─── Selected excerpt

Retail site selection is the process businesses use to identify, compare, and choose the best locations for their stores and restaurants. For decades, retailers have used a combination of expertise and site selection software to create site models and sales projections that accurately reflect the opportunity a site presents.

With a better site selection process, you can consistently choose the locations that set your stores up for success, bolster your brand, and give you a competitive advantage. And since you have finite resources and seemingly endless opportunities, retail site selection isn’t just a matter of ruling out the duds and saying “yes” to the prime locations. Site selection should lead you to better prioritization, which depends on your ability to compare sites that may have little in common.

Unfortunately, most businesses still ultimately make decisions based on a series of assumptions. Their models can’t quantify enough variables and incorporate their likely impact. Without comprehensive site models, artificial intelligence and machine learning can’t reliably predict performance, and you’re stuck making massive real estate investments based on your “best guess.”

Tango is changing that. Our site selection software, Tango Transactions, equips you to remove assumptions, so you can identify, compare, choose, and prioritize the best opportunities for your business to expand to new trade areas, relocate or consolidate stores, and renew existing leases. By building more accurate models, we help you significantly reduce the margin of error and avoid costly real estate mistakes.

This guide will walk you through the keys to retail site selection and identify common pitfalls. Along the way, you’ll see how we enable our customers to build better models and choose better sites.

To begin, let’s talk about what makes a site work for your business.

──────
─── Material shown

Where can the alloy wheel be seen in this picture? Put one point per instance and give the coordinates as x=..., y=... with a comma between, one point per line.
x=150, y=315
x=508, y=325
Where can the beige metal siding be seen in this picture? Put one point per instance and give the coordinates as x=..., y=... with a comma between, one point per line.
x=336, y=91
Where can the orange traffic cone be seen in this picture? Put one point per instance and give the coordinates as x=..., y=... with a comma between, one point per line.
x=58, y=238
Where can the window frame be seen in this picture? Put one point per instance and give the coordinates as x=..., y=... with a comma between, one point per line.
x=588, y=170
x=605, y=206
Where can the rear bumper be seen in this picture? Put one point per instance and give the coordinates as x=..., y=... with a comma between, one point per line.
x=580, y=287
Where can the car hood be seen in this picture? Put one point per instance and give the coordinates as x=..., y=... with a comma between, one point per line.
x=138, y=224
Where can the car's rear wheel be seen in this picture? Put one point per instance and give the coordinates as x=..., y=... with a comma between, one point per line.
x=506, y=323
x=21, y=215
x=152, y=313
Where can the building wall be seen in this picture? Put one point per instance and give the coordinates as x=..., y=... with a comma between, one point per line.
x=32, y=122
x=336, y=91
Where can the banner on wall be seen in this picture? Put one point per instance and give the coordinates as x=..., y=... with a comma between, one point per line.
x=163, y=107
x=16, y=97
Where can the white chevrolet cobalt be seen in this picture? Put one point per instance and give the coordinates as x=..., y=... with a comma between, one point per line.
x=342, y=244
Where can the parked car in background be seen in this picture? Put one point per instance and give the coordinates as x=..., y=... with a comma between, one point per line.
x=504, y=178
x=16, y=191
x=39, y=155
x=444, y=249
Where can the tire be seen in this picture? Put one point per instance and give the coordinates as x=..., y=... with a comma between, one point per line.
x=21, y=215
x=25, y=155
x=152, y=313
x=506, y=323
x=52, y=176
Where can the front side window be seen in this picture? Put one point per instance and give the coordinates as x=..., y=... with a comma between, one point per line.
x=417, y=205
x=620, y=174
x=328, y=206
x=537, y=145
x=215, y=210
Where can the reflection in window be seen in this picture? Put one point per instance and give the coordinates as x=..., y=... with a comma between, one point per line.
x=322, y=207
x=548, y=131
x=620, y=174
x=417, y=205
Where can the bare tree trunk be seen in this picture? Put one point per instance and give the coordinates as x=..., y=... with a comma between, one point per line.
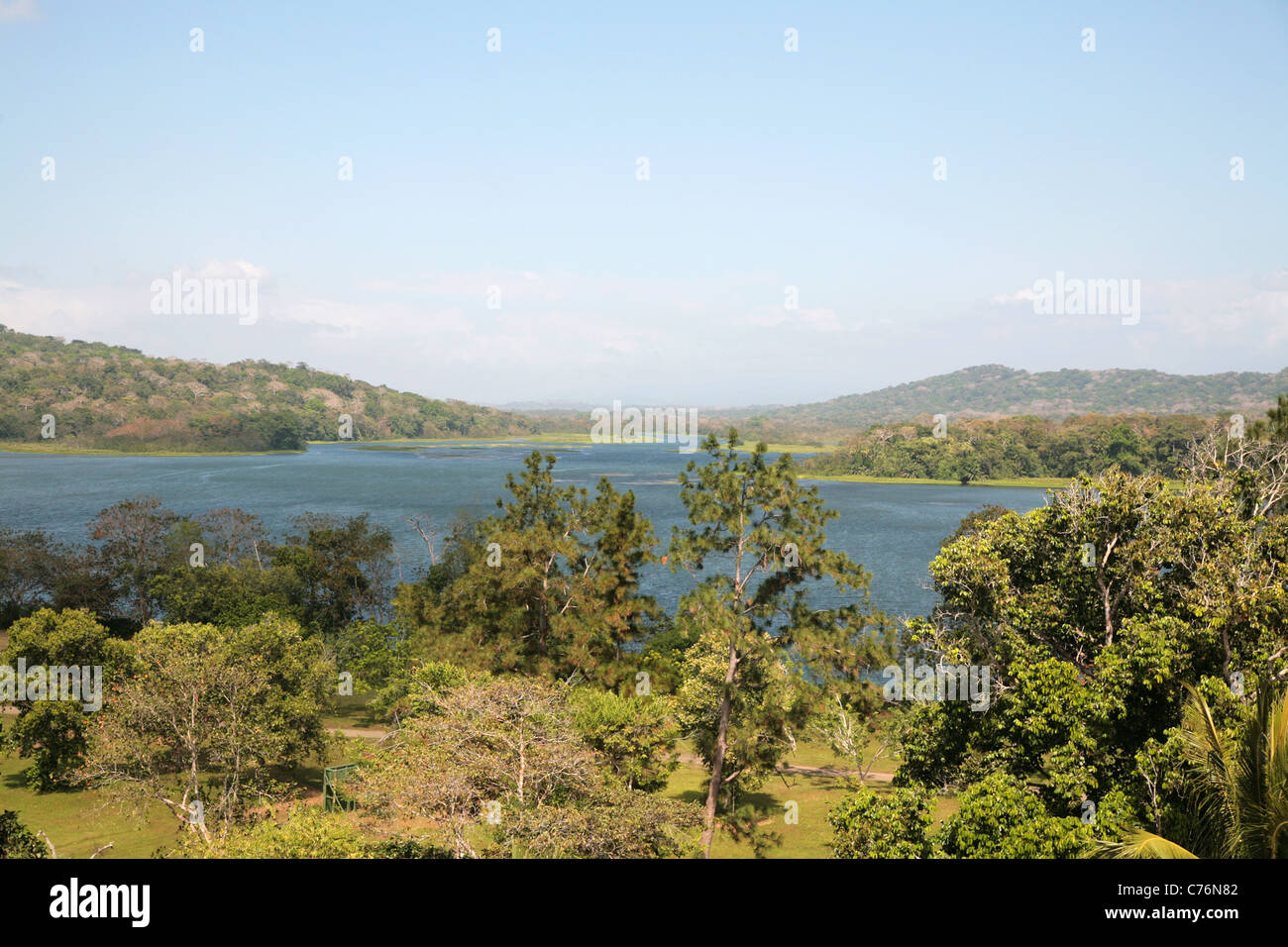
x=721, y=745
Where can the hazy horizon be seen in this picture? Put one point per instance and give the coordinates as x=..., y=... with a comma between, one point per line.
x=454, y=202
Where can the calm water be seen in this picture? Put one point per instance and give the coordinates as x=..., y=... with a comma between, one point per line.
x=894, y=530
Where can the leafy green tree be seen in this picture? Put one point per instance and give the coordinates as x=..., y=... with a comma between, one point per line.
x=1000, y=818
x=635, y=735
x=132, y=538
x=204, y=715
x=502, y=770
x=370, y=651
x=868, y=825
x=344, y=567
x=52, y=732
x=555, y=591
x=1236, y=787
x=230, y=595
x=764, y=532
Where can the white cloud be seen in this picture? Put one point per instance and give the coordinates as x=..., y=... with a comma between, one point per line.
x=20, y=12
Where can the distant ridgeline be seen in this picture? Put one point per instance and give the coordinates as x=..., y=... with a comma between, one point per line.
x=114, y=397
x=996, y=390
x=974, y=449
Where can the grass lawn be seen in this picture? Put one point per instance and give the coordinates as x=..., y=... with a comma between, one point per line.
x=69, y=449
x=812, y=792
x=77, y=823
x=1044, y=482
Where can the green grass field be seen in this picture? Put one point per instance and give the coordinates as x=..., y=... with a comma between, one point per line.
x=78, y=822
x=1043, y=482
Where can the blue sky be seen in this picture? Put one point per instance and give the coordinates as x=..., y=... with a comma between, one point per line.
x=768, y=169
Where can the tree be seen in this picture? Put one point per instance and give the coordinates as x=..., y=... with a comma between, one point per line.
x=555, y=590
x=1236, y=787
x=52, y=732
x=344, y=567
x=1091, y=613
x=228, y=595
x=867, y=825
x=132, y=536
x=507, y=741
x=999, y=818
x=502, y=768
x=204, y=714
x=635, y=735
x=759, y=523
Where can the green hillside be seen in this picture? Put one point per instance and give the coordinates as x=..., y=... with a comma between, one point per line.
x=110, y=397
x=996, y=390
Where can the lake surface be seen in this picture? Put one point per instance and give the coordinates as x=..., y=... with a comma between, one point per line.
x=894, y=530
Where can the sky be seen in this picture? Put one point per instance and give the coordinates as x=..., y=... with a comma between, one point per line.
x=664, y=204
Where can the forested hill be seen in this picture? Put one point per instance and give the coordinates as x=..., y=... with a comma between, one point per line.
x=115, y=397
x=993, y=390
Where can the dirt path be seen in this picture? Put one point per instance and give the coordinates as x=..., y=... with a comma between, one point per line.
x=794, y=770
x=372, y=733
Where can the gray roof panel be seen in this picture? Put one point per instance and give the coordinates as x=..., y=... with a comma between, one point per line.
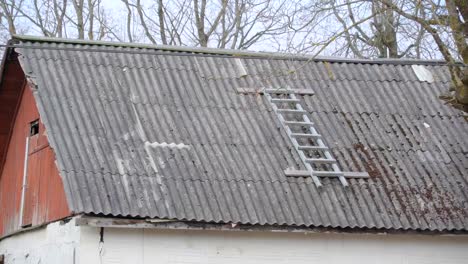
x=104, y=109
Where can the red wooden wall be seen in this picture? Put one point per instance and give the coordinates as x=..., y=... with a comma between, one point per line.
x=45, y=198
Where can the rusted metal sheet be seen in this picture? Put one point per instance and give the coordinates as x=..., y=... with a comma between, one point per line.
x=45, y=198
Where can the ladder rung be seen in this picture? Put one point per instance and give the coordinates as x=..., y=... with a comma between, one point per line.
x=285, y=100
x=292, y=111
x=320, y=160
x=328, y=173
x=312, y=148
x=298, y=123
x=278, y=91
x=305, y=135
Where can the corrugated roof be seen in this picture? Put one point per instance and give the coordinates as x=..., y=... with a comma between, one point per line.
x=101, y=108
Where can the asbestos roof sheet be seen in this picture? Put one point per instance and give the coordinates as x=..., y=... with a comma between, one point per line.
x=144, y=132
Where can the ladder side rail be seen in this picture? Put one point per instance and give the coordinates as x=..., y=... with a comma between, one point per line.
x=321, y=143
x=294, y=141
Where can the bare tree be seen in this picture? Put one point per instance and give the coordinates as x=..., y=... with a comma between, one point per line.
x=452, y=15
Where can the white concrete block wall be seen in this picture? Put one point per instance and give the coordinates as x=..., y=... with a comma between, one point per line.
x=56, y=243
x=68, y=243
x=145, y=246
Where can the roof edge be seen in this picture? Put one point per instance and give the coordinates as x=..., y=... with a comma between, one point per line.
x=227, y=52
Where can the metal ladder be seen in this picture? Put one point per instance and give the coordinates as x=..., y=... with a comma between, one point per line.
x=308, y=143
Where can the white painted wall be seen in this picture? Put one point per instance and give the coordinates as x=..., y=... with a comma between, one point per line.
x=165, y=246
x=55, y=243
x=71, y=244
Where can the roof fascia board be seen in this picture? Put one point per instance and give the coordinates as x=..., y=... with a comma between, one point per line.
x=102, y=221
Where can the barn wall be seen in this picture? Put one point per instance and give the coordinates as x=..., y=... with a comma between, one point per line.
x=45, y=198
x=68, y=243
x=144, y=246
x=56, y=243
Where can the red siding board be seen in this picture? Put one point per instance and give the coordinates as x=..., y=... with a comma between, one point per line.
x=45, y=199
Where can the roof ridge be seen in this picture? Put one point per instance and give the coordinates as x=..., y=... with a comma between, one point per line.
x=228, y=52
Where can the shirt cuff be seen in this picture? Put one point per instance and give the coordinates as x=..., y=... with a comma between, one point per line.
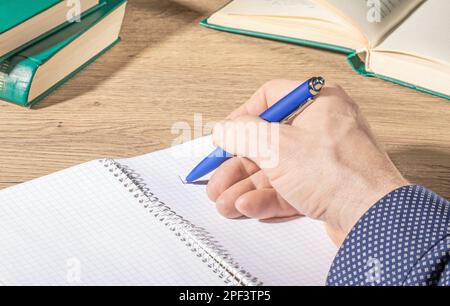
x=388, y=242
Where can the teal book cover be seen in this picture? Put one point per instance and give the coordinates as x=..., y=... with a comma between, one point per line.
x=13, y=13
x=25, y=22
x=17, y=71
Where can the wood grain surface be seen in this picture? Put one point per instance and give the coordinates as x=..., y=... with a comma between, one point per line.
x=168, y=67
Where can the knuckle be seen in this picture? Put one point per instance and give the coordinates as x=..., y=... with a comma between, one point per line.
x=212, y=191
x=245, y=207
x=227, y=209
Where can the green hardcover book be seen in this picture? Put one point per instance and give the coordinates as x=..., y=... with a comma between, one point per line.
x=30, y=75
x=23, y=22
x=399, y=41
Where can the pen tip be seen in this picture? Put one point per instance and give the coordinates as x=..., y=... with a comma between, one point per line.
x=316, y=84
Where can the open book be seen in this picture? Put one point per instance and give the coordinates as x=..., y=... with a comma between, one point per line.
x=403, y=41
x=133, y=222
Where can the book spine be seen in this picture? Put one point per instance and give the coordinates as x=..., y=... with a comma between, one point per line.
x=16, y=75
x=197, y=239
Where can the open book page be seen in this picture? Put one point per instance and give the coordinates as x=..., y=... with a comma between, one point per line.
x=424, y=34
x=81, y=227
x=301, y=19
x=374, y=18
x=417, y=52
x=297, y=252
x=280, y=8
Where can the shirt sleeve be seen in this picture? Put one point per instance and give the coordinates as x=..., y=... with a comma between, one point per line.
x=404, y=239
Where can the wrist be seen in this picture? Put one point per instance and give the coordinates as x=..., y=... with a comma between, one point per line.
x=364, y=199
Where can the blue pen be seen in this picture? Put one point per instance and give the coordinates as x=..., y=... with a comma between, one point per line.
x=284, y=110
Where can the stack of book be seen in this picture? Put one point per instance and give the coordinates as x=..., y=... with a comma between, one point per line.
x=43, y=43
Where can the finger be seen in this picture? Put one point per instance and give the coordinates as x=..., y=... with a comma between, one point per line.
x=264, y=204
x=269, y=94
x=226, y=203
x=251, y=137
x=231, y=172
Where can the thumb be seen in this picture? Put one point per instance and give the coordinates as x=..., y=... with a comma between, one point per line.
x=249, y=137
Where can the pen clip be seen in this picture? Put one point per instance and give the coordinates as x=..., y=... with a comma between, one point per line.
x=300, y=110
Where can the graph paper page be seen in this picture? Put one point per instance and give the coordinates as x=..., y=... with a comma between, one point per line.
x=291, y=253
x=81, y=227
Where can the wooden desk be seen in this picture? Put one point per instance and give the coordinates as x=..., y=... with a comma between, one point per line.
x=168, y=67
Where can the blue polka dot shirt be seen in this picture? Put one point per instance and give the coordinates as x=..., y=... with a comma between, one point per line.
x=403, y=240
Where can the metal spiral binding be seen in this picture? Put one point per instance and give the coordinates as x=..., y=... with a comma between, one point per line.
x=200, y=241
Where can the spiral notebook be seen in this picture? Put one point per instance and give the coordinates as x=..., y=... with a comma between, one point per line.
x=133, y=222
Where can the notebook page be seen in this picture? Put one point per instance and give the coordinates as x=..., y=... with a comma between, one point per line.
x=81, y=227
x=291, y=253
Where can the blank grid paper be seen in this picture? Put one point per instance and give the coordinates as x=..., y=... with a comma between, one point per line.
x=81, y=227
x=290, y=253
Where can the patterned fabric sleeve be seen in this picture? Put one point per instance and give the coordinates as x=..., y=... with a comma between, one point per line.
x=404, y=239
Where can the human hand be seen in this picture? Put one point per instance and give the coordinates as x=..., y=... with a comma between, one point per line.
x=329, y=165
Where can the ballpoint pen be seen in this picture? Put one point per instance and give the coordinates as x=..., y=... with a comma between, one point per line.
x=284, y=110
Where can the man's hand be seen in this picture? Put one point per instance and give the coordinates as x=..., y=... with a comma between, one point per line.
x=328, y=165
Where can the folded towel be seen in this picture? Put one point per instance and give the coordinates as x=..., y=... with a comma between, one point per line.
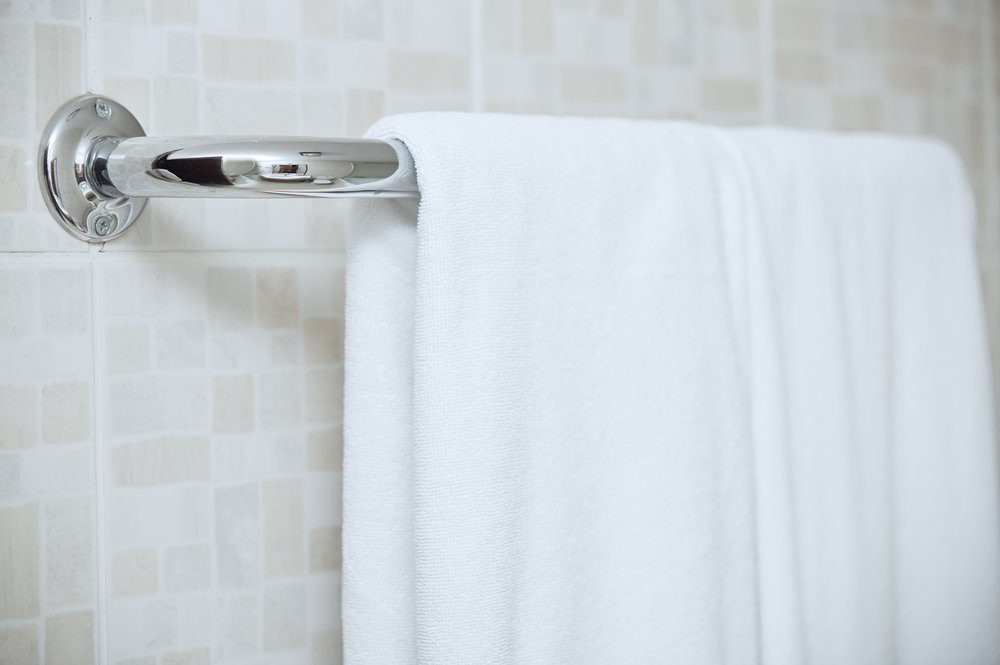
x=647, y=392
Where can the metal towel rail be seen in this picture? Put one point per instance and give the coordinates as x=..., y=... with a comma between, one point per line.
x=97, y=167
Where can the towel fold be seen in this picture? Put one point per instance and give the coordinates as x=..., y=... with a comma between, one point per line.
x=649, y=392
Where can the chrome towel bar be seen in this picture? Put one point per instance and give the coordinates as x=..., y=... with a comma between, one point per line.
x=96, y=167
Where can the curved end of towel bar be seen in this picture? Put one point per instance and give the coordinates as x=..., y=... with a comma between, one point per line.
x=97, y=167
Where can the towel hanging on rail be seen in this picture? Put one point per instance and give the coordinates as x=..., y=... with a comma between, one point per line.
x=635, y=392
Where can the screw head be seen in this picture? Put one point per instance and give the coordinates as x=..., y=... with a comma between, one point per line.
x=104, y=225
x=103, y=108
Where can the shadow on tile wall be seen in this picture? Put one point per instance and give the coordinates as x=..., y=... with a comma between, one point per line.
x=170, y=404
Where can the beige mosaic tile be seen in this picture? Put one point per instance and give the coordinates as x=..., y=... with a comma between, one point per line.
x=215, y=387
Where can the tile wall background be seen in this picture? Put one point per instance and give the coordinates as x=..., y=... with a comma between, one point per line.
x=170, y=404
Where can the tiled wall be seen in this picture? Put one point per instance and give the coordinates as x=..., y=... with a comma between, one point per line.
x=170, y=403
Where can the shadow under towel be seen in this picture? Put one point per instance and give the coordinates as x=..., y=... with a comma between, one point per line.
x=653, y=392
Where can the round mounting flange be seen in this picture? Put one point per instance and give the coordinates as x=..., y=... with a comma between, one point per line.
x=73, y=152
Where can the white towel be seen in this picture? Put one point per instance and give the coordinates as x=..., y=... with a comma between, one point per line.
x=647, y=392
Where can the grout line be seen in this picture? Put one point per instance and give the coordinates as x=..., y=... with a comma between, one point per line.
x=765, y=31
x=101, y=521
x=476, y=54
x=90, y=45
x=148, y=256
x=101, y=629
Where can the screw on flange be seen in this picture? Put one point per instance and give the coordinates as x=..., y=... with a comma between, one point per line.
x=103, y=225
x=103, y=108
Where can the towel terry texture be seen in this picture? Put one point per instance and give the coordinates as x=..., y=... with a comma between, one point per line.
x=653, y=392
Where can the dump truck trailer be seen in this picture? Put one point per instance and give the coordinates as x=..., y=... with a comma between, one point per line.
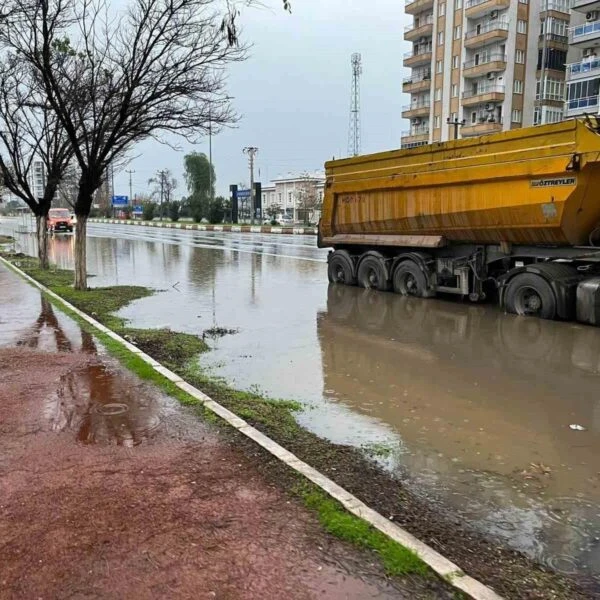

──────

Aim A → In the passage on retail site selection, what is the name of Tango's site selection software?
Aim B → Pick up the passage on retail site selection after its final sentence and carry it forward.

Exercise output A → Tango Transactions.

Exercise output B →
Analyze what your best locations have in common

While there’s a wealth of site selection criteria and principles that can help you identify what an effective site generally looks like, the ideal location is always going to depend on your business. What makes your best locations work so well? It could be their proximity to businesses and attractions that complement your stores, such as an airport, a public park, a school, or a stadium. Maybe they all have co-tenants that generate a certain amount of foot traffic. Perhaps they’re all right next to a freeway offramp.

Whatever your best sites have in common right now, you should incorporate that into your site selection criteria. These are your secret ingredients. Even if they aren’t the most influential factors in your location strategy, it’s worth evaluating how closely a potential site aligns with the top locations you have now.

Retail site selection and sales forecasting is a blend of art and science. Getting it right requires you to apply your business’ unique experience to the tried and true methodologies of site modeling.

Consider your current infrastructure

It’s nice to imagine that any site is on the table. But if you’ve spent decades building your infrastructure in Portland, it’s a lot harder to suddenly launch a new location in, say, New York City. Sure, you might find seemingly suitable sites there, in trade areas that perfectly match your target demographics. But that site could essentially force you to create a new supply chain from scratch, instead of leveraging the one you already have.

That doesn’t have to mean you’ll never achieve your dream of expanding across the country. But before you jump from coast to coast, maybe you should establish a chain of locations that span across the country or strengthen your regional foothold. As you prioritize which sites to move forward with, think about how they fit into your larger vision and your current operations.

When you have your sights set on a location that’s far beyond what your current infrastructure can handle, you might be tempted to see that infrastructure as a liability. But it’s an asset. And if another site is better equipped to utilize that asset, that should be a significant factor in your selection. Nearby locations help you manage inventory, borrow from your established employee pool, leverage advertising spend, and provide other operational support.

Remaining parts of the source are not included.